He didn't store all of these documents in separate files.  He stored them in
hbase, hence his pain with the upgrade.


On 1/6/08 5:44 PM, "Taeho Kang" <tkang1@gmail.com> wrote:

> Thanks for sharing your "painful" experience with us, Lars. I always
> wondered what would hapeen if HDFS tried to host few hundred million files.
> 
> By the way, I think, with the current namenode desgin of Hadoop, it is
> unlikely that you will ever be able to host 500 million files on a single
> cluster unless you have a few hundred GB of RAM in a single machine.
> 
> For your problems, you might want to decrease number of files dramatically
> - into N million files, where 0 < N < 10~20, to be safe. The N really
> depends on how much RAM you have in your namenode.
> 
> For more info on how one may calculate the max number of files in
> HDFS, you may want to take a look at
> http://issues.apache.org/jira/browse/HADOOP-1687.
> 
> You might also want to have some "layer" that combines lots of small files
> into one big file, and that one big file is the one that gets into HDFS.

== Questions on the material ==
1) In the HDFS email, where did he store the documents instead of in separate files?
2) Continue the email about hosting many files in HDFS from its last sentence.
The data given next have nothing to do with the HDFS email.

== Listed entries ==
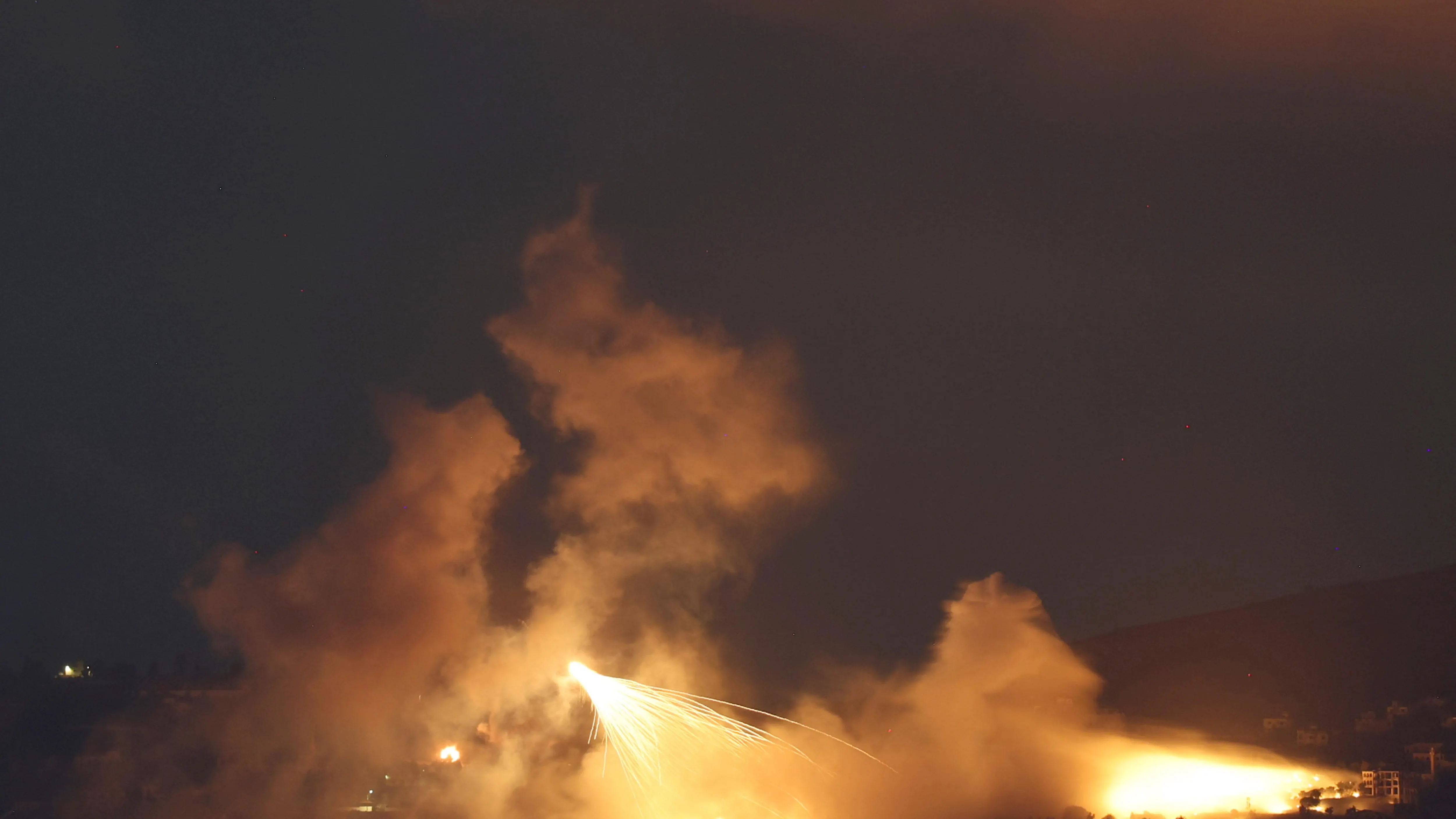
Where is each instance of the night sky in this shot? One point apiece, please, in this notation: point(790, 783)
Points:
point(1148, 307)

---

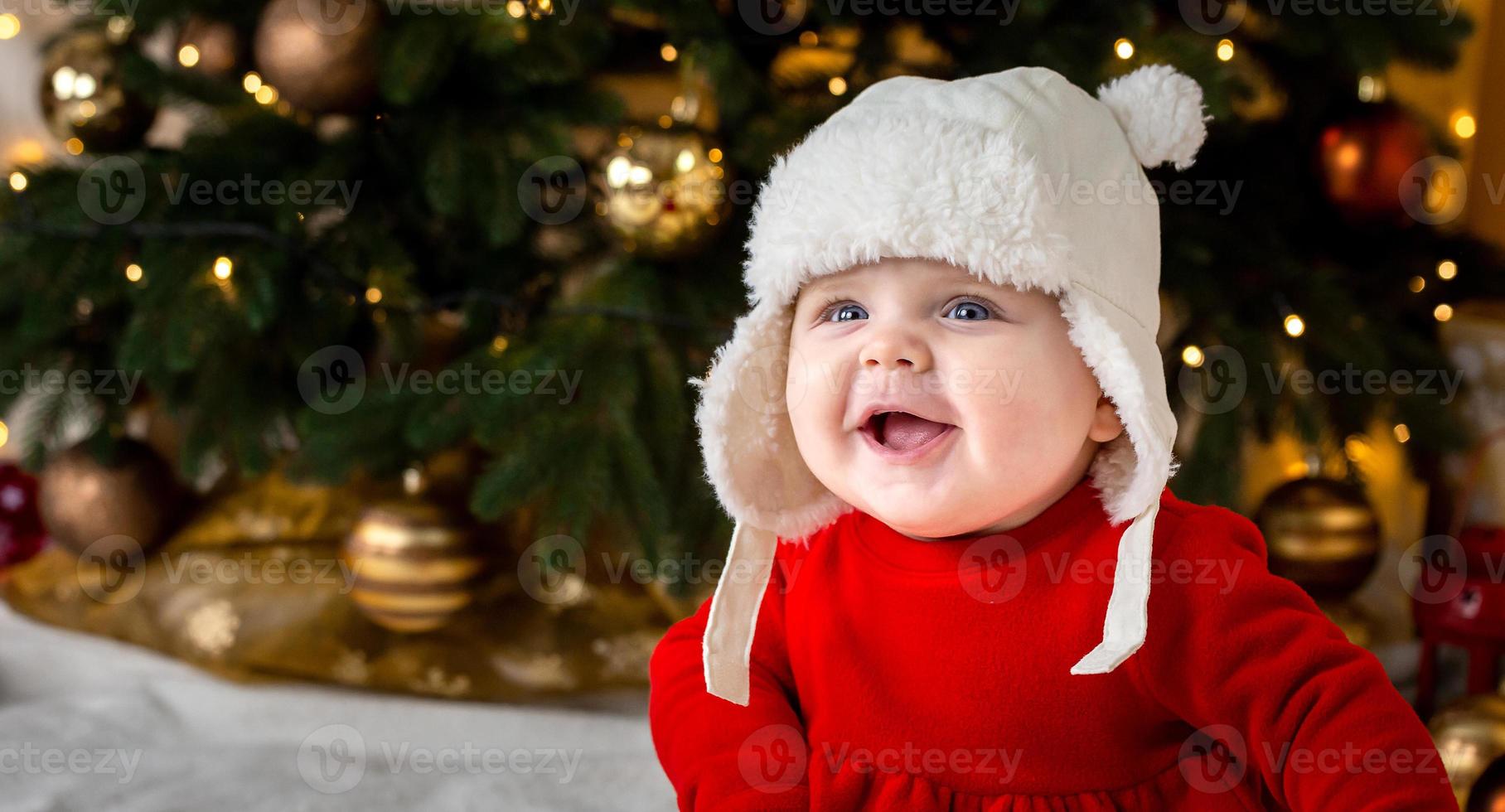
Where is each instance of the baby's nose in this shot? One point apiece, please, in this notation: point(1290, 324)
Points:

== List of answers ==
1) In hbase.

2)
> 
> Let us know how your project goes... :-)
> 
> On 1/6/08, Lars George <lars@worldlingo.com> wrote:
>> 
>> Ted,
>> 
>> In an absolute worst case scenario. I know this is beta and all, but I
>> start using HBase in a production environment and need to limit downtime
>> (which is what this architecture promises) to minimum - none at all if I
>> can.
>> 
>> All in all, if I cannot rely on HBase yet being stable, what would your
>> (or do others) recommend to store say 500m documents on a set of 40
>> servers with about 1.7TB each. I need this to be reliable, fail-over
>> safe etc. Basically the Hadoop approach, but without it. And storage is
>> only one question, how do I parallelize the computing to make use of 80
>> CPU's?
>> 
>> Initially I used Hadoop directly and what happened is that after 4m
>> documents the HDFS simply died on me, the name server would not start
>> anymore and I had to format the whole thing again and insert the files
>> once more, this time in HBase.
>> 
>> I assume it was my rather simplistic directory structure, but I was not
>> able to find any FAQ or hint of whatever kind how to lay out the files
>> best in Hadoop, I had to go with the first assumption. If I would know
>> how I can use HDFS reliable, then I would not worry too much.
>> 
>> Is there anyone out there that could help me getting this sorted out? I
>> am willing to pay consulting fees if I have to. At the moment I am at a
>> loss - sure I trial and error approach would keep me going forward, but
>> I am on a tight deadline too and that counters that approach.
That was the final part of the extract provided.